Required action:
Give a verbatim repeat of the lines that run from the line containing "Question. Place one point on every instance of the green tractor" to the end of the data below.

Extracted information:

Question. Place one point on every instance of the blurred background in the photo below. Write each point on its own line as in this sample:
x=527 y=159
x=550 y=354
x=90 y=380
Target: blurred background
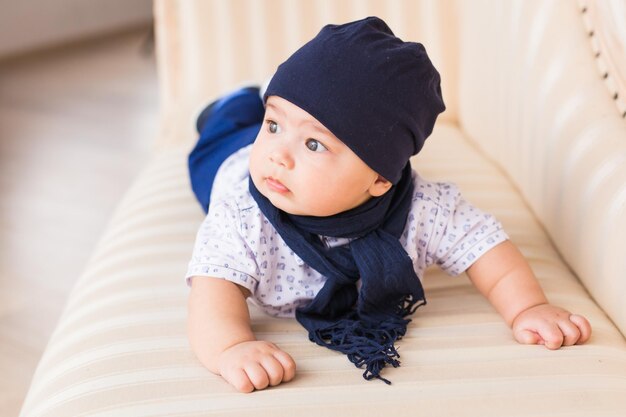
x=78 y=115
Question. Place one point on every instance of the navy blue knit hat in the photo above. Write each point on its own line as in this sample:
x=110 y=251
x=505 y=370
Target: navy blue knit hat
x=376 y=93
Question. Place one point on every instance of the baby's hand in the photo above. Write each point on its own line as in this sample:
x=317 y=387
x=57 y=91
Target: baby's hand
x=255 y=365
x=551 y=326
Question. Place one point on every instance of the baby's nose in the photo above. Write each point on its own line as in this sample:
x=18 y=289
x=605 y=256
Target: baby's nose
x=282 y=156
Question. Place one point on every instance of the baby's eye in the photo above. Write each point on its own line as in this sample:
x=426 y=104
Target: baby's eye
x=273 y=127
x=315 y=145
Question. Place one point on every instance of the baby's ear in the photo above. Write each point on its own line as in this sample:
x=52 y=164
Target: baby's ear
x=380 y=187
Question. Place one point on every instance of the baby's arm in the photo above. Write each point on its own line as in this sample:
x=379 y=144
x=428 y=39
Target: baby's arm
x=220 y=335
x=504 y=277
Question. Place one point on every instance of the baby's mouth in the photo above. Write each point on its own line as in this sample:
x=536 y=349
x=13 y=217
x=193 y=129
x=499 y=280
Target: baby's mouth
x=276 y=186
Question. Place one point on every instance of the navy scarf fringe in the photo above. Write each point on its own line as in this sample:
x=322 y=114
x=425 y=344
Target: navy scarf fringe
x=363 y=324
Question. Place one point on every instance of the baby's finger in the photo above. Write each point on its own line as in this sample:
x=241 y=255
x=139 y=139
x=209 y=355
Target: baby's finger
x=274 y=370
x=551 y=335
x=257 y=375
x=288 y=364
x=583 y=325
x=570 y=331
x=239 y=379
x=528 y=337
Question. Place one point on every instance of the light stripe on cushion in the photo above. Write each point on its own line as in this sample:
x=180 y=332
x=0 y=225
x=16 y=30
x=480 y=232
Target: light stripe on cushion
x=120 y=348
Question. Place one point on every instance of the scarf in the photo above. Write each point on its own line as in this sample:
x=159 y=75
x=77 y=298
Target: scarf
x=363 y=324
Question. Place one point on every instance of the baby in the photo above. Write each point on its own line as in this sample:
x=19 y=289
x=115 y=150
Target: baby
x=322 y=218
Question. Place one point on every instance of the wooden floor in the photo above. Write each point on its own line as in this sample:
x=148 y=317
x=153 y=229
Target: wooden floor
x=76 y=124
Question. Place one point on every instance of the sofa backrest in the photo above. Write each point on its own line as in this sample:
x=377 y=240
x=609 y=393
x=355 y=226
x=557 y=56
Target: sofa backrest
x=536 y=94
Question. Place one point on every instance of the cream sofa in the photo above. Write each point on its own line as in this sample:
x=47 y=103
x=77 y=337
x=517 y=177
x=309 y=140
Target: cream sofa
x=535 y=132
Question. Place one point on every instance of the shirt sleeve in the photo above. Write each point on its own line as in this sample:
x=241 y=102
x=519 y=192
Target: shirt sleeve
x=220 y=250
x=466 y=233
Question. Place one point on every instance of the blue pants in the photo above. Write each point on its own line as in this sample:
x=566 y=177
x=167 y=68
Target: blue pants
x=225 y=126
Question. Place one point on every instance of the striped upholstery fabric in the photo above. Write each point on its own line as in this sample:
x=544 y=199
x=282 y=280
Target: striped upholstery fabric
x=120 y=348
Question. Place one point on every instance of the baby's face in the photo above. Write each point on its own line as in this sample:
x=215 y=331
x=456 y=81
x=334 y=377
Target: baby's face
x=303 y=169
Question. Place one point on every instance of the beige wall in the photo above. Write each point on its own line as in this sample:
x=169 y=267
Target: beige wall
x=35 y=24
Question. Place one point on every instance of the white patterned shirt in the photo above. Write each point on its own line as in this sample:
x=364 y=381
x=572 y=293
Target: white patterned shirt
x=237 y=243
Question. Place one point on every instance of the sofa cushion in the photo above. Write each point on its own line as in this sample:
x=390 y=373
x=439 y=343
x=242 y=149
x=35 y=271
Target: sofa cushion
x=120 y=348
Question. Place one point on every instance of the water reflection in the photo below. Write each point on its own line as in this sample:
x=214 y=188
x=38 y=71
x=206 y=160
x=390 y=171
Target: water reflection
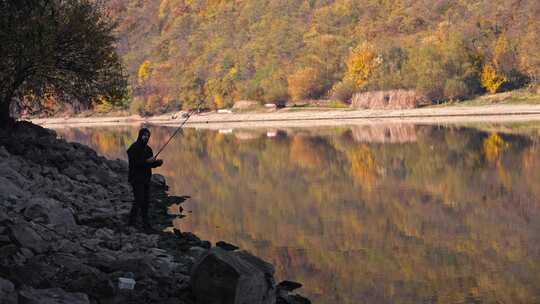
x=371 y=214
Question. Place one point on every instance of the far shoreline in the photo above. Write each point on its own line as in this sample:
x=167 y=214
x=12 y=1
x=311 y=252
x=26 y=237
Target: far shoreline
x=313 y=117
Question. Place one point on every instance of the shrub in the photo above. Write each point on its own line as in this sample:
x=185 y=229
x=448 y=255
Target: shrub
x=455 y=89
x=343 y=91
x=491 y=79
x=137 y=106
x=305 y=83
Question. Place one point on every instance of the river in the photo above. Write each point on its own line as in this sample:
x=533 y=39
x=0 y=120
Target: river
x=383 y=213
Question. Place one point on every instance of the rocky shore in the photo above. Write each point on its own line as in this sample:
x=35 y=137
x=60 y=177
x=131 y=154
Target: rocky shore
x=63 y=237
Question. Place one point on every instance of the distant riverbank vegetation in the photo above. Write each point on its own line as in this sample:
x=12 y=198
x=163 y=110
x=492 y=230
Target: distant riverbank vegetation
x=178 y=52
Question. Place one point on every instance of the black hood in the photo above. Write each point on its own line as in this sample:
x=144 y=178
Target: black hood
x=141 y=131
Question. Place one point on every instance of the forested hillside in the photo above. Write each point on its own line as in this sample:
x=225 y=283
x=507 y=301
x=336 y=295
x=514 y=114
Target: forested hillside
x=178 y=52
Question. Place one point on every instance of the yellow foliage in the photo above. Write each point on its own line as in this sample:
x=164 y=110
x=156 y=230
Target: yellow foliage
x=491 y=79
x=304 y=83
x=145 y=70
x=361 y=63
x=103 y=104
x=494 y=145
x=219 y=101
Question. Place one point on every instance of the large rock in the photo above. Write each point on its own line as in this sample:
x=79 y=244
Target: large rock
x=9 y=189
x=51 y=296
x=391 y=100
x=27 y=237
x=223 y=277
x=7 y=292
x=50 y=211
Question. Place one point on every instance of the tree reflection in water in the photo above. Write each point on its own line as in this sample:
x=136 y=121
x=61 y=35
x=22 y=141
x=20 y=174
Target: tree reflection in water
x=406 y=214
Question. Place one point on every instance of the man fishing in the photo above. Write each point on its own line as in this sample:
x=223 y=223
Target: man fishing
x=141 y=162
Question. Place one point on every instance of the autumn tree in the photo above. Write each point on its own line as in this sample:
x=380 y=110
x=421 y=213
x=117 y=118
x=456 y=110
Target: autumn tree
x=64 y=47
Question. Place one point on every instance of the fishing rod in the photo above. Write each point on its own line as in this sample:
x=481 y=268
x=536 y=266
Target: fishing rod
x=180 y=127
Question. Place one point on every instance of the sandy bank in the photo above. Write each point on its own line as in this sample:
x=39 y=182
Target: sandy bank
x=317 y=117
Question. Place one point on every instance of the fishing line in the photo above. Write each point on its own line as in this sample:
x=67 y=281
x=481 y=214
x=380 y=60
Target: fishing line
x=180 y=127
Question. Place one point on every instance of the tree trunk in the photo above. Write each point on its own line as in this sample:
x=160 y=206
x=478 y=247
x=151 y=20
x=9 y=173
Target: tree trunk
x=6 y=120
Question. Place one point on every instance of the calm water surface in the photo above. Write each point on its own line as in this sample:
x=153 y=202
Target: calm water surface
x=364 y=214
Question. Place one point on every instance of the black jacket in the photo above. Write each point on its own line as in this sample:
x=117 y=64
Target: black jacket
x=140 y=171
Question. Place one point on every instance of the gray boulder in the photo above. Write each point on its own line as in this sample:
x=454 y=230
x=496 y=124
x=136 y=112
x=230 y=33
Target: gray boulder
x=27 y=237
x=51 y=296
x=7 y=292
x=50 y=211
x=237 y=277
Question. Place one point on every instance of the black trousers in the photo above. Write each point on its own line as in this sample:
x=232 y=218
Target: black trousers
x=141 y=192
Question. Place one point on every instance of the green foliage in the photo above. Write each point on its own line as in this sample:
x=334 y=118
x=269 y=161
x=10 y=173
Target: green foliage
x=492 y=80
x=63 y=48
x=304 y=84
x=436 y=48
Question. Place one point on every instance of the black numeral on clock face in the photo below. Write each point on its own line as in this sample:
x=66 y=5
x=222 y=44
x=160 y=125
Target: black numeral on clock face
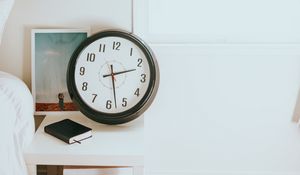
x=84 y=86
x=91 y=57
x=143 y=78
x=108 y=104
x=102 y=48
x=82 y=70
x=137 y=92
x=116 y=45
x=140 y=61
x=94 y=97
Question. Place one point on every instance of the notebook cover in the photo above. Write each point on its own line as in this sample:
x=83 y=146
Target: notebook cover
x=66 y=129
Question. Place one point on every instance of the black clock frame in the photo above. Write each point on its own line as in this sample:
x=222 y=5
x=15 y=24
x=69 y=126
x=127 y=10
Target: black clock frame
x=125 y=116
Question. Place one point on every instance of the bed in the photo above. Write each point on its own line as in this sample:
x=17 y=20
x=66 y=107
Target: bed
x=17 y=124
x=16 y=114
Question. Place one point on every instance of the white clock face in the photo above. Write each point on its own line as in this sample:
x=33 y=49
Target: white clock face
x=112 y=74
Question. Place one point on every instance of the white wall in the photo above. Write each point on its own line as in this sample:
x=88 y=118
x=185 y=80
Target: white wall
x=230 y=73
x=15 y=56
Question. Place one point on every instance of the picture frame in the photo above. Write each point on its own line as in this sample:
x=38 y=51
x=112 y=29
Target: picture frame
x=51 y=50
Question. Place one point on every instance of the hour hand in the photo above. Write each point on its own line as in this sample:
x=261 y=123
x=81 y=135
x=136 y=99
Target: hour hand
x=117 y=73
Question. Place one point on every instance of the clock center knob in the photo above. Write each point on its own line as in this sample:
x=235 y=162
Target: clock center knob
x=105 y=75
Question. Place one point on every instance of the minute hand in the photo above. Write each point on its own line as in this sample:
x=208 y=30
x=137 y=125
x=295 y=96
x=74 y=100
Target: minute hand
x=117 y=73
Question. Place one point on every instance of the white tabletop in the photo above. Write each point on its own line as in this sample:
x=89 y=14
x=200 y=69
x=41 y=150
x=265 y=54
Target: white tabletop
x=120 y=145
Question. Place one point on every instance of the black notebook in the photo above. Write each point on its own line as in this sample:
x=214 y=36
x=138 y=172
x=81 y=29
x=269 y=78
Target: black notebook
x=68 y=131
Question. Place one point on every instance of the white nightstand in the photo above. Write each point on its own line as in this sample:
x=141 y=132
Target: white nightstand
x=120 y=145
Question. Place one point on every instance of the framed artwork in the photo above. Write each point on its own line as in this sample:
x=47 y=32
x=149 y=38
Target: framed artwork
x=51 y=50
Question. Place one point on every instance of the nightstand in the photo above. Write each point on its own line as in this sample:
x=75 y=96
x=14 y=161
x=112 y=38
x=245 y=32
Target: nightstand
x=115 y=146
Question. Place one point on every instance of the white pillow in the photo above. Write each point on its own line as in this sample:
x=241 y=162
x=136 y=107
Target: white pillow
x=5 y=8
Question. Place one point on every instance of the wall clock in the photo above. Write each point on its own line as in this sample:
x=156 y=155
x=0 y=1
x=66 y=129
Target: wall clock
x=113 y=77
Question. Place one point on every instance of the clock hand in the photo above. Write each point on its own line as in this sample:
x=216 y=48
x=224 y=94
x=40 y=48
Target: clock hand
x=117 y=73
x=113 y=82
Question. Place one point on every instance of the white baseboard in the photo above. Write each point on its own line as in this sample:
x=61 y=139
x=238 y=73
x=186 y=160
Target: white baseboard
x=219 y=173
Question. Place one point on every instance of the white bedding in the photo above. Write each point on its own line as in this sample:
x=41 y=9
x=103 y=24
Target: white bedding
x=16 y=124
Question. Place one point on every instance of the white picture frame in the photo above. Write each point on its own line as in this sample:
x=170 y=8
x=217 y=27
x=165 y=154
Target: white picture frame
x=51 y=50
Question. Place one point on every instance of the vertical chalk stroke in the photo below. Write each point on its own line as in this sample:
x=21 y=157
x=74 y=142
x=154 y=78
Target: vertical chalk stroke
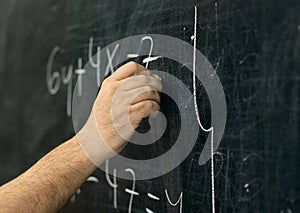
x=131 y=191
x=113 y=185
x=211 y=129
x=98 y=62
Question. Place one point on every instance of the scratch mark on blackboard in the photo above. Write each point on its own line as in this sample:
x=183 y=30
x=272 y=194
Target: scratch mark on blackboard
x=211 y=129
x=149 y=211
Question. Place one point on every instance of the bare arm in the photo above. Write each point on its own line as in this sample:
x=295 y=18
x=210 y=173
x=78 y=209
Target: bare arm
x=49 y=184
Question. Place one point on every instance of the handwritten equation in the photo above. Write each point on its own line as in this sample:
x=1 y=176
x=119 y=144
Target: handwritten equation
x=132 y=191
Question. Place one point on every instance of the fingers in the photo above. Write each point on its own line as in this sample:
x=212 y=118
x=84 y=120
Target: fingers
x=142 y=110
x=144 y=93
x=127 y=70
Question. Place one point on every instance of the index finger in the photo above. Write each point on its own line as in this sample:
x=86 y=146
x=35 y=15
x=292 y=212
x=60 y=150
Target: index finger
x=127 y=70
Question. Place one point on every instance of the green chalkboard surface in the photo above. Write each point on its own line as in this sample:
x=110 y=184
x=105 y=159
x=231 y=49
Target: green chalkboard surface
x=252 y=46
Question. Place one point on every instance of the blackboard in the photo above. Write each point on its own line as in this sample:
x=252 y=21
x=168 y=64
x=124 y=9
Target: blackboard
x=254 y=47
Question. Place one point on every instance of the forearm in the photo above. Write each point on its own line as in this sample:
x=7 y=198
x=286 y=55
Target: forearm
x=49 y=184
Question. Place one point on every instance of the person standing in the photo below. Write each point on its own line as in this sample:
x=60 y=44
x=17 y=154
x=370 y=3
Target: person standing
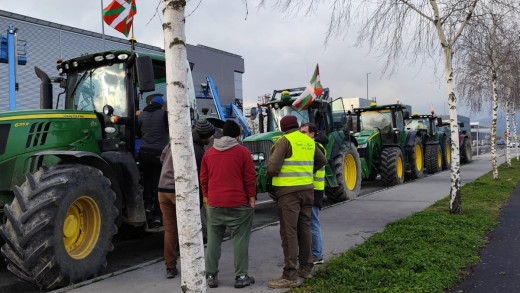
x=153 y=130
x=228 y=182
x=166 y=195
x=291 y=165
x=311 y=130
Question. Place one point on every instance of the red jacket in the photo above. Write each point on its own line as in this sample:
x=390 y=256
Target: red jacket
x=227 y=174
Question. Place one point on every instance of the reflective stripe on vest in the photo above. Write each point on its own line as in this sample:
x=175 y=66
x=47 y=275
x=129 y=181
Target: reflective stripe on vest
x=297 y=170
x=319 y=176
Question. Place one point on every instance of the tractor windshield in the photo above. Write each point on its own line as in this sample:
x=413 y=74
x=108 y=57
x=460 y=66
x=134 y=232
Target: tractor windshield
x=92 y=89
x=417 y=124
x=278 y=114
x=377 y=119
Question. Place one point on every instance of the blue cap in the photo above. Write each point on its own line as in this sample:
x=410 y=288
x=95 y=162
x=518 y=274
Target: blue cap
x=158 y=100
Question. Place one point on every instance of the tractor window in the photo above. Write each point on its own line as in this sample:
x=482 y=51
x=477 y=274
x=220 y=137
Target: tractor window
x=92 y=89
x=278 y=114
x=377 y=119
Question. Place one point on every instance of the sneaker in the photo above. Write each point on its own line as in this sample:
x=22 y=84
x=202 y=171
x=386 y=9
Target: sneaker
x=317 y=260
x=212 y=280
x=304 y=274
x=242 y=281
x=171 y=273
x=283 y=283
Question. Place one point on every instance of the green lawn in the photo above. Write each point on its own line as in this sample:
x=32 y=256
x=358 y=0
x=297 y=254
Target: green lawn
x=426 y=252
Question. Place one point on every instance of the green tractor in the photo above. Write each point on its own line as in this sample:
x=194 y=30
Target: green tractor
x=385 y=146
x=70 y=178
x=435 y=143
x=342 y=173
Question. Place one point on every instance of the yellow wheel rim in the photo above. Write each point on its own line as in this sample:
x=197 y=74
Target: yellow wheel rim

Solution for this problem:
Question. Place one point on every instance of the green tractor in the photo above. Write each point on its own line as in this sample:
x=194 y=30
Target: green tractor
x=385 y=146
x=70 y=178
x=435 y=143
x=342 y=173
Question. Place one point on every instance of the yellow wheel rim in the photo above. Write each point on its own line as in this sample:
x=197 y=74
Target: yellow wheel rim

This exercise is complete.